▶ [Given information]
+++

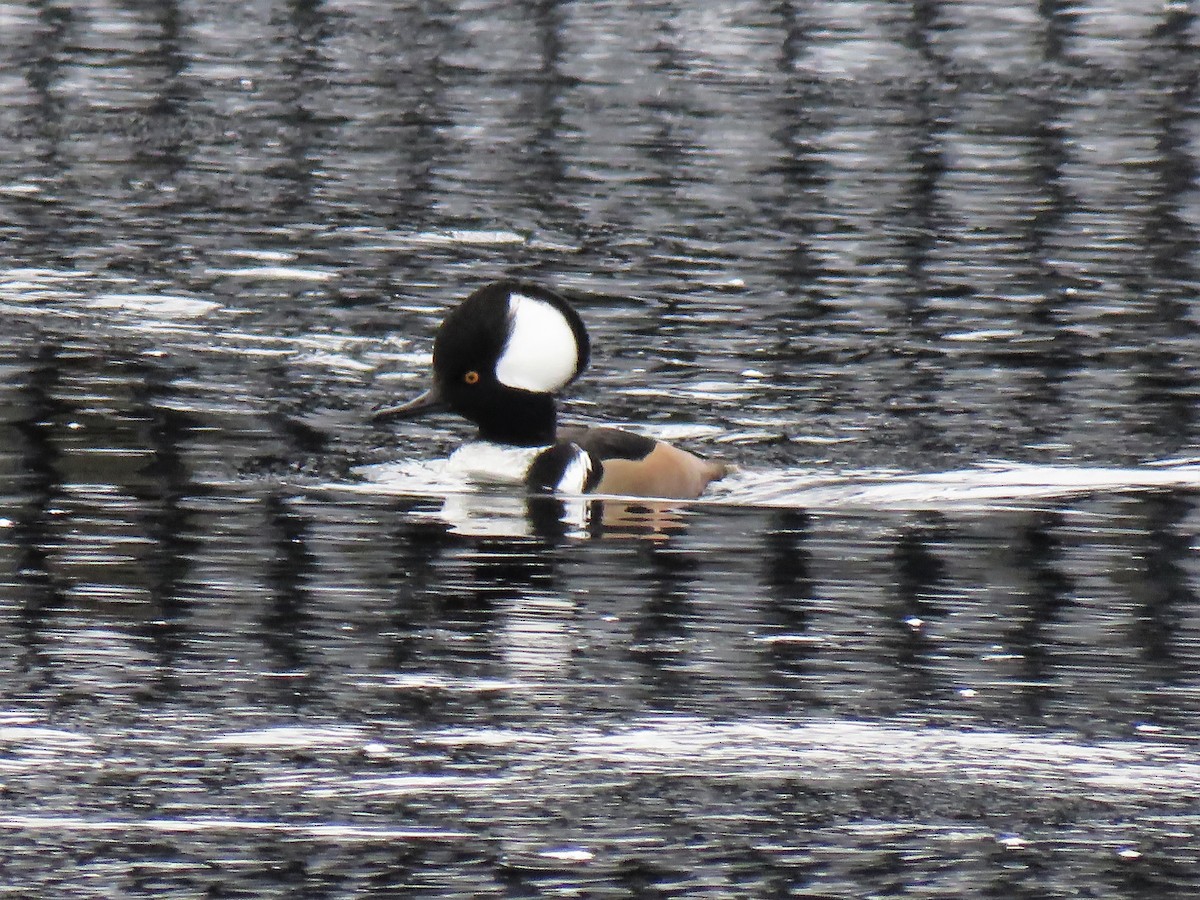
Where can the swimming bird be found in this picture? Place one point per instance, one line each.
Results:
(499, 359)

+++

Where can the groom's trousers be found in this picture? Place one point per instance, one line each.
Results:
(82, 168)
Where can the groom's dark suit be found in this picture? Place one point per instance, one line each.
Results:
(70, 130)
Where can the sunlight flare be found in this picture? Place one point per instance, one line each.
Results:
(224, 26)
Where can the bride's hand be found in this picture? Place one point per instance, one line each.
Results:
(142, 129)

+++

▶ [What you have to do] Every line above that holds the word "groom" is to be found and copied.

▶ [Response for this exercise]
Where can the groom's trousers be found in this picture? Place one point per instance, one line each.
Where can the groom's dark suit be found in this picture? Place one point per instance, one line each.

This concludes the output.